- Problem details -
Could you transcribe every record below exactly as written, excluding the pictures?
══ Dataset records
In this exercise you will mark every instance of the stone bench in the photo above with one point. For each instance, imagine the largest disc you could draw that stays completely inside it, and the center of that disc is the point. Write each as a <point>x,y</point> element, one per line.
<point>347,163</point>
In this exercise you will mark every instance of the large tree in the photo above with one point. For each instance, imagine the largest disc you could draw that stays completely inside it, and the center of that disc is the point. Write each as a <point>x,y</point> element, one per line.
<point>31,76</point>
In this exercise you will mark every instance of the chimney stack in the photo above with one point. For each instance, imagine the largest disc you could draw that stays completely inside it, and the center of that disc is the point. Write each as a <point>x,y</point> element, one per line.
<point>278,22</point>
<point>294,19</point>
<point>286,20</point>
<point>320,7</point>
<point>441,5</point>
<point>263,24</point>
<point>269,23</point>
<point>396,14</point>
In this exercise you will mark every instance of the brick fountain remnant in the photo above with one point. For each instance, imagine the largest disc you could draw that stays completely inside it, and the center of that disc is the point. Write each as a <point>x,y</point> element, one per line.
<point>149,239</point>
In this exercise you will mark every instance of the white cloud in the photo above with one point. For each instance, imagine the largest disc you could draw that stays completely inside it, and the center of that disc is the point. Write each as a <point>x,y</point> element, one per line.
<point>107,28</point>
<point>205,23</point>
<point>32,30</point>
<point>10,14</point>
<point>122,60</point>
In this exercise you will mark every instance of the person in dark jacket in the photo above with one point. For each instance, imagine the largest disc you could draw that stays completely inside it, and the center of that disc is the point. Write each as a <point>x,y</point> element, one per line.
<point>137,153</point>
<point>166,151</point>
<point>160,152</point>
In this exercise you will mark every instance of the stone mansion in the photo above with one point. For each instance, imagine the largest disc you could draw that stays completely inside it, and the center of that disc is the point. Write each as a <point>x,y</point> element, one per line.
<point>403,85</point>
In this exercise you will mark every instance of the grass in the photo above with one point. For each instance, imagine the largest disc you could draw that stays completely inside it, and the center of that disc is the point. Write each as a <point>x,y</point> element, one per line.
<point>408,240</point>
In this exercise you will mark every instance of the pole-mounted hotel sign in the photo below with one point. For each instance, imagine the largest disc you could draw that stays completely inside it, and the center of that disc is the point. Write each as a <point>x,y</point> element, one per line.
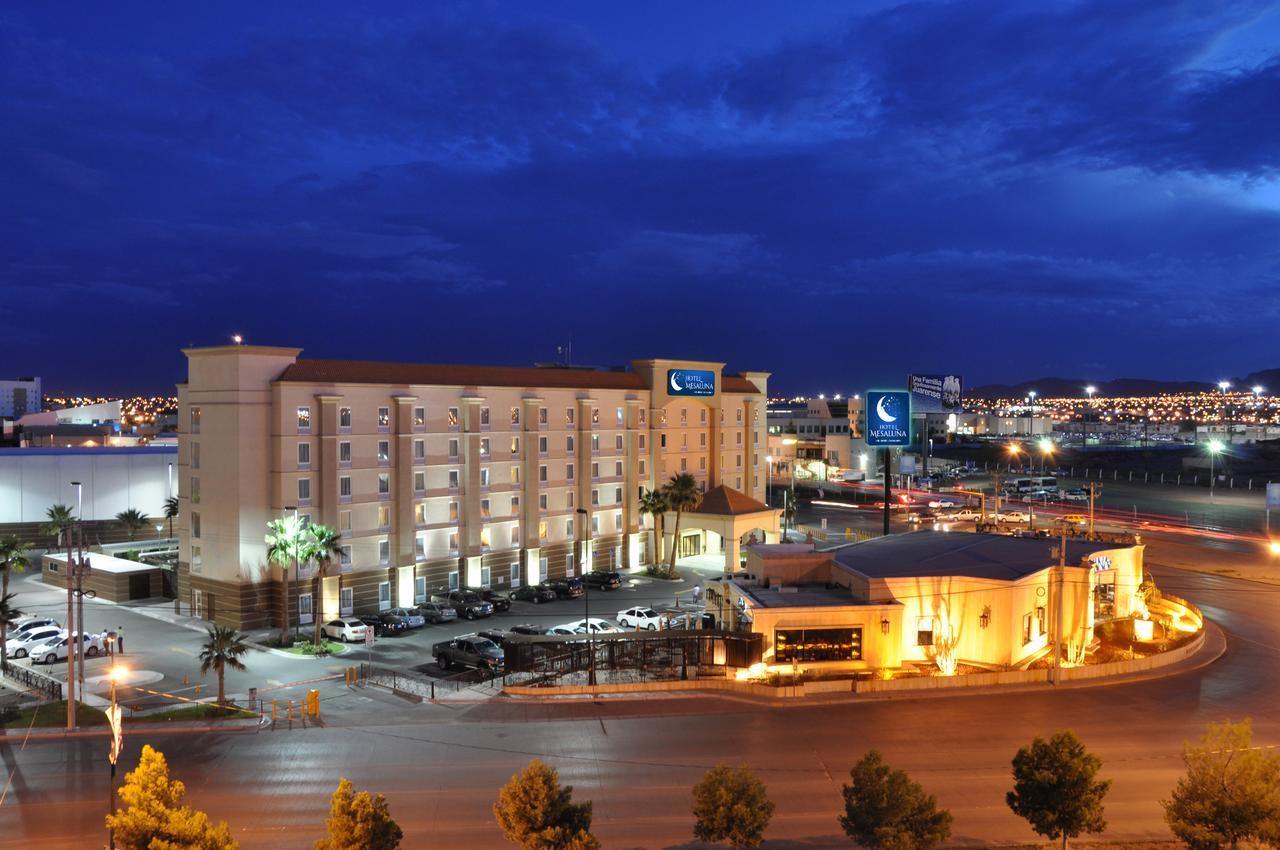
<point>888,417</point>
<point>690,382</point>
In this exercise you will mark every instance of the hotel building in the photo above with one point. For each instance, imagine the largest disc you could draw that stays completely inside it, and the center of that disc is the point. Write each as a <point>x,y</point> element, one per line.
<point>447,475</point>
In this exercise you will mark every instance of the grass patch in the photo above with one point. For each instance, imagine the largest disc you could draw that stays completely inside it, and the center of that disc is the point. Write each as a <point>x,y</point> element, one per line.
<point>199,712</point>
<point>55,714</point>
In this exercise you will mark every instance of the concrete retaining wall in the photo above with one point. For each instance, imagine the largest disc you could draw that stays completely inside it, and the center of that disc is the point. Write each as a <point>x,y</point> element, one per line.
<point>876,686</point>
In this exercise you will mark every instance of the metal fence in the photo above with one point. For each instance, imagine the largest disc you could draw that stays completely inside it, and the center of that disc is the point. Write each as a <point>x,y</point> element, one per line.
<point>33,680</point>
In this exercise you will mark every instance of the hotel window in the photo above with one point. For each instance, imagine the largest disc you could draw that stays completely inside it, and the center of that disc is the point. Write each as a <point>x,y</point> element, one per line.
<point>924,631</point>
<point>817,644</point>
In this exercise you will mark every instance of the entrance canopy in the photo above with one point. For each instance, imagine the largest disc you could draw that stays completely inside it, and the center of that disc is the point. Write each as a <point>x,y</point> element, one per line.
<point>732,517</point>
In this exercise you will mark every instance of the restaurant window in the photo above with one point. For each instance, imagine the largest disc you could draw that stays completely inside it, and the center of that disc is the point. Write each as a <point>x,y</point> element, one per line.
<point>924,631</point>
<point>817,644</point>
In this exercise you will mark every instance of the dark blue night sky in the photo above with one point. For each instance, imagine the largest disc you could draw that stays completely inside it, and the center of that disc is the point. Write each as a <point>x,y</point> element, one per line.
<point>840,193</point>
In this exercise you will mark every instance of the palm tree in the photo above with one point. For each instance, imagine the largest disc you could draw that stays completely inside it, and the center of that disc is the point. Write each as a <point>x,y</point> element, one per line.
<point>222,650</point>
<point>132,521</point>
<point>654,503</point>
<point>13,557</point>
<point>283,548</point>
<point>682,494</point>
<point>60,517</point>
<point>170,511</point>
<point>324,544</point>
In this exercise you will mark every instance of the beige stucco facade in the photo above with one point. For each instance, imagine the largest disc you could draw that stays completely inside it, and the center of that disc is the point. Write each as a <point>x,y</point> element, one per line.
<point>435,475</point>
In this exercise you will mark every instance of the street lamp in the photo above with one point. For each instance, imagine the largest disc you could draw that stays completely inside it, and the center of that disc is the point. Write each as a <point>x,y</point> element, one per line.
<point>1215,447</point>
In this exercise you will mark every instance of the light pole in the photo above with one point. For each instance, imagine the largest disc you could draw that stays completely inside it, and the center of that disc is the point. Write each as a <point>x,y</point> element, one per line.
<point>1214,448</point>
<point>1084,423</point>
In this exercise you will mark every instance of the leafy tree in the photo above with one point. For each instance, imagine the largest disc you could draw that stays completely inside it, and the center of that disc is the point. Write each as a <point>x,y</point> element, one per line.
<point>538,813</point>
<point>886,810</point>
<point>1230,791</point>
<point>223,649</point>
<point>154,816</point>
<point>731,804</point>
<point>132,521</point>
<point>13,558</point>
<point>59,519</point>
<point>682,494</point>
<point>170,511</point>
<point>1055,787</point>
<point>654,503</point>
<point>359,822</point>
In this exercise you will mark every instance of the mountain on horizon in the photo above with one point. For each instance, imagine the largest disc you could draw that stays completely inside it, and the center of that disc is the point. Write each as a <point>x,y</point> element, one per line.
<point>1120,387</point>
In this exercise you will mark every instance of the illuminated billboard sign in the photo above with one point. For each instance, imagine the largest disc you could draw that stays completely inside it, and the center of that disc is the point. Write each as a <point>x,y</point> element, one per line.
<point>690,382</point>
<point>888,417</point>
<point>935,393</point>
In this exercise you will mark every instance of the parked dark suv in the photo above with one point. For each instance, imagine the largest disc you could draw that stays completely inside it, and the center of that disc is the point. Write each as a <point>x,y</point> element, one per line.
<point>566,588</point>
<point>603,580</point>
<point>467,603</point>
<point>494,598</point>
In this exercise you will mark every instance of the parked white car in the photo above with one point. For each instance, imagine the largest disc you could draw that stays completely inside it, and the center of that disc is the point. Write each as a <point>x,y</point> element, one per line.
<point>347,629</point>
<point>19,647</point>
<point>640,617</point>
<point>55,649</point>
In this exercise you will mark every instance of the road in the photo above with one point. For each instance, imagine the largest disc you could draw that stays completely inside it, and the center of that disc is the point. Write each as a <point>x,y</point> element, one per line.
<point>635,759</point>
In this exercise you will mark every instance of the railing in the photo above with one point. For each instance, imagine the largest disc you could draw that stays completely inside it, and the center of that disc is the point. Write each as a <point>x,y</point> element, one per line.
════
- Response below -
In this exercise you will mark every instance of the stone bench in the photo above with one point. For each instance, imagine the largest disc you could draw that stays completely inside it, and the center of that disc is the point. Write each as a <point>x,y</point> element, one per line.
<point>347,163</point>
In this exercise you will mark every instance of the large tree in the photo above with one point. For each instance, imagine the largest disc you could draw that stays completely inside it, and the center of that disc is the point. Write each as a <point>x,y</point> element, one per line.
<point>31,76</point>
In this exercise you will mark every instance of the chimney stack in the photo above with one point. For each instance, imagine the largest disc you could draw that stays completely inside it, and the center of that disc is the point. Write each as a <point>x,y</point> element, one per line.
<point>278,22</point>
<point>294,19</point>
<point>286,20</point>
<point>320,7</point>
<point>441,5</point>
<point>263,24</point>
<point>269,23</point>
<point>396,14</point>
In this exercise you will mark every instance of the brick fountain remnant in the photo above with one point. For each instance, imagine the largest disc you could draw that stays completely inside it, and the center of that disc is the point. Write each as a <point>x,y</point> element, one per line.
<point>149,239</point>
In this exercise you will mark every instance of the white cloud in the photo above with one point. For each instance, imagine the largest disc you could draw that stays completely inside it, and the center of that disc is the point. Write each as a <point>x,y</point> element, one per line.
<point>107,28</point>
<point>205,23</point>
<point>32,30</point>
<point>10,14</point>
<point>122,60</point>
In this exercise you will mark every instance of the person in dark jacket in the photo above with one point. For each instance, imagine the largest disc you could draw that stays completely inside it, and the center of that disc is the point. Write each as a <point>x,y</point> element, one per line.
<point>137,153</point>
<point>166,151</point>
<point>160,152</point>
In this exercise you will mark every instance of the stone mansion in the photo above with one point. For each instance, imagine the largest disc you could draw that stays completely inside it, and the center of that disc is the point. Write each as a <point>x,y</point> element, one per line.
<point>403,85</point>
In this exercise you will mark every instance of the grass in the photo above with one point. For each instance, imagine the largest disc you could draw that stays completely inside it, and the center of that disc is the point. Write each as a <point>x,y</point> element, one per line.
<point>408,240</point>
In this exercise you will mark every instance of the pole-mounted hotel sign in the photo below with one point. For each instance, imagine the largest disc you could draw that stays completely inside it, and the center of that disc is the point. Write each as a <point>x,y</point> element, one per line.
<point>888,417</point>
<point>690,382</point>
In this exercise you will mark every instance of the hotel building in the photo above with one point. For each instance, imagine the largest disc you could draw that stays completely inside it, and the center of that disc is the point. Write each as a <point>x,y</point> element, one per line.
<point>447,475</point>
In this exercise you will mark every instance of the grass patch in the photo above with one point. For each instance, imagine the largest disc you could draw that stays completely inside it, and the center of that disc is the point. Write each as a <point>x,y</point> element, one per line.
<point>199,712</point>
<point>55,714</point>
In this exercise you will mark every instance of the concrete retaining wall in the photo above with one point. For each instance, imagine the largest disc you could draw that stays completely inside it, and the center of that disc is the point. Write each as a <point>x,y</point> element, one per line.
<point>876,686</point>
In this exercise you will mark every instance of the metal fence in the photo above with one point. For each instance, imagine the largest disc you could draw that stays completely inside it, and the center of that disc is the point. Write each as a <point>x,y</point> element, one per line.
<point>33,680</point>
In this exercise you will mark every instance of the hotel window in the photo above with one point. For each instance, imagine the largest disc you could draw that stays completely inside it, and the center of that disc is the point. Write each as a <point>x,y</point> element, one per line.
<point>924,631</point>
<point>817,644</point>
In this exercise you will mark every instance of the entrance canopy in the photo above with one point. For each instance, imagine the largest disc you could draw that stays completely inside it, and the center of that disc is the point. Write each as a <point>x,y</point> element, one per line.
<point>732,517</point>
In this exercise you will mark every instance of the restaurant window in the photo above with one point. For each instance, imagine the largest disc you could draw that stays completely inside it, and the center of that disc is the point. Write each as a <point>x,y</point> element, one per line.
<point>924,631</point>
<point>817,644</point>
In this exercise you will mark every instance of the dark blue night sky in the photo above with one point. For each instance, imagine the largest disc you could draw that stays completely inside it, and the center of that disc is the point. Write each as a <point>x,y</point> element, one per line.
<point>840,193</point>
In this exercise you will mark every instance of the palm tree in the photo above with one point. For each instance, imagine the largest disc you could draw that stays completely inside it, and the center of that disc is the point. Write each as a <point>x,y</point> element, one per line.
<point>222,650</point>
<point>132,521</point>
<point>654,503</point>
<point>13,557</point>
<point>283,548</point>
<point>682,494</point>
<point>60,517</point>
<point>170,511</point>
<point>324,544</point>
In this exercise you will mark every instance of the beige stucco facade in the photo above with one point. For each instance, imagine the largest disc you could draw that stays completely inside it, and the center of that disc is the point. Write each as a <point>x,y</point> element, one per line.
<point>435,475</point>
In this exercise you will mark every instance of the street lamp in the photo above with one point. For each instance, imagine the largest disc you could draw that stays completely inside it, and the center of that disc is the point. Write each as a <point>x,y</point> element, one per line.
<point>1215,447</point>
In this exercise you will mark every instance of the light pole in the photo above with one point. For each instance, imagine the largest disc you could draw that stays completely inside it, and the center of that disc is the point. Write each as a <point>x,y</point> element, one per line.
<point>1214,448</point>
<point>1084,423</point>
In this exercise you will mark every instance of the leafy tree in the photo above with one point. For each instance, imagine the largest disc you could draw that stays completely inside it, and the center of that disc is the point. Write each as a <point>x,y</point> element, one per line.
<point>538,813</point>
<point>886,810</point>
<point>1230,791</point>
<point>223,649</point>
<point>154,816</point>
<point>731,804</point>
<point>132,521</point>
<point>13,558</point>
<point>59,519</point>
<point>682,494</point>
<point>170,511</point>
<point>1055,787</point>
<point>654,503</point>
<point>359,822</point>
In this exercise you will mark every instance of the mountain on horizon in the photo above with one point. For each instance, imagine the largest disc you could draw that stays completely inside it, and the center of that disc is the point. Write each as a <point>x,y</point> element, one per line.
<point>1120,387</point>
In this exercise you will mark every instance of the illuminated billboard sign in the photo above with one point. For each instance, imagine the largest disc you could draw that stays completely inside it, and the center of that disc is the point. Write each as a <point>x,y</point> element, one per line.
<point>690,382</point>
<point>888,417</point>
<point>935,393</point>
In this exercise you will mark every instance of the parked dark suv in the photo above with one point. For each instance, imagine the largest disc you could draw that stays completely inside it, and the center of that disc is the point. Write each as a <point>x,y</point> element, one per line.
<point>566,588</point>
<point>603,580</point>
<point>467,603</point>
<point>494,598</point>
In this exercise you will mark every instance of the parked white car in the photo above with one point. For each instance, imagine the largest disc you could draw that stays completely inside it, and the center of that disc is the point. Write each as a <point>x,y</point> element, one per line.
<point>347,629</point>
<point>19,647</point>
<point>640,617</point>
<point>55,649</point>
In this exercise you will mark every instance of the road in the photo above with one point. For each instance, imagine the largest disc you could draw that stays completely inside it, and the center of that disc is the point. Write each as a <point>x,y</point> element, one per line.
<point>635,759</point>
In this exercise you will mark every instance of the railing in the photo above with one point. For each instance, imagine the largest disc you could draw that stays completely inside it, and the center of that disc is the point. Write each as a <point>x,y</point> element, one per line.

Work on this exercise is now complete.